## Your goal:
Can you write out the records below again, swapping every "pixel coordinates" for "image coordinates" and leaving all else unchanged?

[Pointing entries for named objects]
--- Start ---

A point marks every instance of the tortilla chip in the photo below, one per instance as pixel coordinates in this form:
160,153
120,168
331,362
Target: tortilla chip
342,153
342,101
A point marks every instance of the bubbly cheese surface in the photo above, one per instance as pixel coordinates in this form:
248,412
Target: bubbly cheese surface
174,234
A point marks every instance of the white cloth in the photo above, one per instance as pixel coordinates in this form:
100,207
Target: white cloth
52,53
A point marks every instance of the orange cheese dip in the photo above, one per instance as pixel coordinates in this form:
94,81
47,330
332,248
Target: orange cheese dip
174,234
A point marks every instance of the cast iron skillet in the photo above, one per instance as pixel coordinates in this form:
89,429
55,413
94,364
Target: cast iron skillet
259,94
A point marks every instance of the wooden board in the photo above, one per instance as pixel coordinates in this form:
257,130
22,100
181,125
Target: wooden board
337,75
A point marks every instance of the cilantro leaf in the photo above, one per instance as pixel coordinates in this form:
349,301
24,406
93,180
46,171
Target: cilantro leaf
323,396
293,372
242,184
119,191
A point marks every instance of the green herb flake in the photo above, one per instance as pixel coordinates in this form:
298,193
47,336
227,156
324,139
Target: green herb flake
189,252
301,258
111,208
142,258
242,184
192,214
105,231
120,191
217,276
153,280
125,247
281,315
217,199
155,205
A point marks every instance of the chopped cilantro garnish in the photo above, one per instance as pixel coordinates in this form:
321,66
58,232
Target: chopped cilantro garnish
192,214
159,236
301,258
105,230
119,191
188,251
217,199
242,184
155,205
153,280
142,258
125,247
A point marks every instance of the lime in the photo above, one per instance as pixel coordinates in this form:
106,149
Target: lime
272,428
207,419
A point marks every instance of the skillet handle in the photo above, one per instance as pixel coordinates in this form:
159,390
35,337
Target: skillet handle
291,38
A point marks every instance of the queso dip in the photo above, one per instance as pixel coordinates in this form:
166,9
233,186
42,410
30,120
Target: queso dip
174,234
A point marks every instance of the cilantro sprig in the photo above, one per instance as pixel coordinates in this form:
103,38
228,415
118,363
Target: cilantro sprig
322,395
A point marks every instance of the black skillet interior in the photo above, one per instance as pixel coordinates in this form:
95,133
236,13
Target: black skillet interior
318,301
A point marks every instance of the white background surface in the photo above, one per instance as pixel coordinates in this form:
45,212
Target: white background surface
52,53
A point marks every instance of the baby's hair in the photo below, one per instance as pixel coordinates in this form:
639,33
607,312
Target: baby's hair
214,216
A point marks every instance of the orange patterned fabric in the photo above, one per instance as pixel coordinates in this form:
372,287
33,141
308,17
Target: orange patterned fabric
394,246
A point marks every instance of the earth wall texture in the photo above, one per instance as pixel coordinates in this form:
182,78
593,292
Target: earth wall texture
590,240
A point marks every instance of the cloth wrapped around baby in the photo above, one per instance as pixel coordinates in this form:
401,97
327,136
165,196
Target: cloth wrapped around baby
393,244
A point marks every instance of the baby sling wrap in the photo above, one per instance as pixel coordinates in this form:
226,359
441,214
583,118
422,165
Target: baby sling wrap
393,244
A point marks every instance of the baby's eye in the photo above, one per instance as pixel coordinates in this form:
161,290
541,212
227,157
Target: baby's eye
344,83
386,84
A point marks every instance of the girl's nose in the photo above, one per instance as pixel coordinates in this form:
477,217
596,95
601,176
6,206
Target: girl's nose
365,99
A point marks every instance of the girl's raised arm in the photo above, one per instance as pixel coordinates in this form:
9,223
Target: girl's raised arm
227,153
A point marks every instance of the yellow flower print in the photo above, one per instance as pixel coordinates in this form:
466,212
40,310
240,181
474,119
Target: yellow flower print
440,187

--- End ---

## Answer below:
A point marks every instance of the tortilla chip in the photo below, one per instance as image coordinates in this form:
160,153
120,168
331,362
Target: tortilla chip
342,153
342,101
A point marks every instance of the bubbly cheese surface in the photo above, one per instance as image coordinates in this form:
248,412
Target: bubbly cheese surface
174,234
A point marks every instance of the white cloth in the photo above, one per instance as image coordinates in this form:
100,207
Target: white cloth
52,53
A point marks every instance of the orange cheese dip in the photo above, one per instance as image coordinates in this form:
94,81
47,330
332,248
Target: orange cheese dip
174,234
A point marks every instance of the cast iron skillet in the photo above, one per instance as image coordinates in this form:
89,429
55,413
94,364
Target: cast iron skillet
259,94
A point marks every instance of the wooden board in the photo above, one per instance as image coordinates in this form:
257,130
22,100
181,125
Target: wooden board
337,75
A point marks every instance of the cilantro leaf in the photo above, one per instance as image coordinates in this form:
349,301
24,406
93,180
46,171
Target: cilantro leaf
323,396
293,372
242,184
119,191
A point marks every instance of the green herb flake in the photo above, one per instance as image coordinates in this form:
298,193
47,336
227,156
324,139
Target: green herb flake
189,252
301,258
111,208
142,258
242,184
192,214
105,231
120,191
217,276
153,280
125,247
281,315
217,199
155,205
A point marks every instance of the chopped cilantro garnish in the photo above, one per instance as image coordinates in this form:
321,66
58,232
Target: chopped cilantro garnish
192,214
159,236
301,258
105,230
119,191
188,251
217,199
242,184
155,205
153,280
142,258
125,247
A point marks every instance of the lime in the photo above, one per instance as image coordinates in this form:
106,149
Target: lime
272,428
207,419
A point marks every instance of the skillet handle in the photo above, one per instance as image coordinates in this form:
159,390
35,337
Target: skillet handle
291,38
A point marks every instance of the queso dip in the photo above, one per instance as image coordinates in this form:
166,9
233,186
42,410
30,120
Target: queso dip
174,234
A point marks every instance of the cilantro sprig in the photo above, one per instance as image coordinates in this form:
103,38
228,415
118,363
Target: cilantro sprig
322,395
A point marks every instance of the black skillet interior in the photo above, one per instance as image coordinates in this form:
95,133
236,13
Target: black skillet interior
318,301
A point marks every instance of the white background surface in the photo above, one per instance as image coordinates in this form:
45,212
Target: white background surface
52,53
A point marks every instance of the baby's hair in the photo below, one per instance as image coordinates in this form:
639,33
607,312
Target: baby's hair
214,216
A point marks every instance of the orange patterned fabric in the photo above, one per instance as image coordinates in this form:
372,287
33,141
308,17
Target: orange patterned fabric
394,246
A point marks every instance of the earth wall texture in the photo above, one per instance as image coordinates in this form:
182,78
593,292
Target: earth wall texture
590,240
A point marks every instance of the cloth wrapped around baby in the photo above, one per instance as image coordinates in this form:
401,97
327,136
165,196
Target: cloth wrapped around baby
393,244
A point marks every instance of the baby sling wrap in the photo above, one per instance as image coordinates in this form:
226,359
441,214
583,118
422,165
Target: baby sling wrap
393,244
A point marks every instance of the baby's eye in the photo above, one per instance as image coordinates in this form:
161,290
541,212
227,157
Target: baby's eye
344,83
386,84
A point marks every instance of the girl's nose in the photo above, one per instance as image coordinates in this form:
477,217
596,95
601,176
6,206
Target: girl's nose
365,99
A point marks every instance of the girl's raised arm in the photo above, one per instance as image coordinates in this form:
9,223
Target: girl's raised arm
227,153
A point marks every instance of the yellow flower print in the photo above, one per instance as image coordinates in this form:
466,212
40,310
240,181
474,119
Target: yellow flower print
440,187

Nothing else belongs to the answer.